TAREFAS DO EXERCÍCIO -
a – De acordo com o texto sobre o processo sinodal, que oração é chamada de oração sinodal por excelência?
b – Copie do texto sobre o processo sinodal o trecho que começa com "A adoração é" e segue até "Concílio Vaticano II?", inclusive.
c – Prossiga com o texto sobre o processo sinodal a partir do ponto em que ele termina.

TEXTO DE ORIGEM -

= = = = = = =

Trabalhamos duro, elaboramos documentos, levamos as equipas de filmagem vaticanas para fazerem entrevistas com os membros da comissão de metodologia. Mas parece incrível estar a fazer-se tudo isto dias antes de a fase diocesana começar.
Mesmo assim, no almoço do dia seguinte, quando uma autoridade vaticana veterana me disse que é tolice o Papa lançar um processo tão ambicioso durante aquilo a que chamou de “capítulo em declínio” do pontificado, eu discordei vigorosamente. Francisco tem construído isso ao longo dos últimos oito anos, ou seja, ensinando-nos a sinodalidade em discursos e documentos, e nas reuniões de bispos, para lidar com grandes temas como a família, os jovens e a Amazónia.
A adoração é a oração sinodal por excelência, porque é onde despertamos para a nossa “agência”. Quando estamos presentes a Jesus, em comunhão com Ele na Eucaristia, somos conhecidos, reconhecidos e amados. Participamos.
O Papa decidiu reunir o povo de Deus agora, para convidá-lo ao processo sinodal como sujeitos de discernimento, porque vislumbrou um kairós, um tempo oportuno. Depois de mais de um ano de temeroso autoisolamento e de igrejas fechadas, que momento seria melhor para reunir os fiéis para ouvir o Espírito? De um ponto de vista mundano, parece impossível, mas quem está no comando aqui? Como foi quando São João XXIII anunciou o Concílio Vaticano II?
No dia seguinte, numa reunião conjunta das comissões na Cúria jesuíta, as tensões vieram à tona. Os teólogos – há alguns grandes nomes aqui – temem não terem recebido um mandato claro para desenvolver uma teologia da sinodalidade. Alguns dos membros da espiritualidade estão preocupados com o facto de essas reuniões serem insuficientemente sinodais. Como desenvolver um habitus sinodal com reuniões tão longas e cheias de conteúdo? Essas frustrações fazem parte da experiência sinodal, que é sempre, como diz um jesuíta, uma “corrida contra o tempo”.

= = = = = = =

DADOS FORNECIDOS -
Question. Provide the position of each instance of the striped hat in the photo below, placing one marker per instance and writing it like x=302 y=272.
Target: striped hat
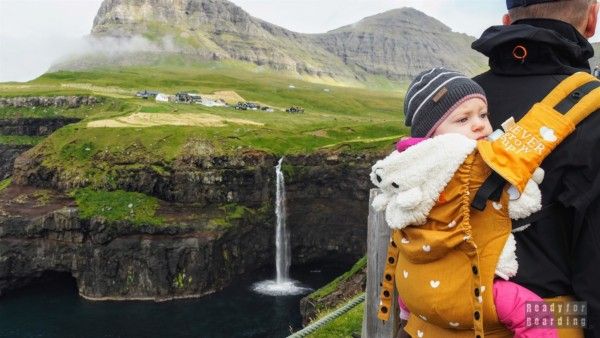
x=433 y=95
x=524 y=3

= = = = = = =

RESULTADOS DO EXERCÍCIO -
a – A adoração.

b –
A adoração é a oração sinodal por excelência, porque é onde despertamos para a nossa “agência”. Quando estamos presentes a Jesus, em comunhão com Ele na Eucaristia, somos conhecidos, reconhecidos e amados. Participamos.
O Papa decidiu reunir o povo de Deus agora, para convidá-lo ao processo sinodal como sujeitos de discernimento, porque vislumbrou um kairós, um tempo oportuno. Depois de mais de um ano de temeroso autoisolamento e de igrejas fechadas, que momento seria melhor para reunir os fiéis para ouvir o Espírito? De um ponto de vista mundano, parece impossível, mas quem está no comando aqui? Como foi quando São João XXIII anunciou o Concílio Vaticano II?

c –
Em nenhum lugar isso é mais verdadeiro do que naquela que será a tarefa extremamente complexa de destilar o que foi dito e experimentado. Os latino-americanos, que fazem isso desde 1968, dizem que, embora seja importante ser criativo na síntese, a tarefa principal é ser fiel ao que se recebe, procurar as “pérolas preciosas” na linguagem do povo. O que é necessário, diz um teólogo, é o Homo sinodalis: pessoas de coração sinodal, que facilitem em vez de imporem, que conseguem perceber a emergência da “coisa nova” que o Espírito está a chamar.
Não há ilusões aqui. Um slide de PowerPoint lista os obstáculos: a falta de interesse e de consciência, a escassez de informações e de habilidades, os desafios de infraestrutura das dioceses das nações pobres, a enorme tarefa de reunir de alguma forma os grupos paroquiais e, ao mesmo tempo, de ir ao encontro dos feridos, dos afastados e dos descontentes.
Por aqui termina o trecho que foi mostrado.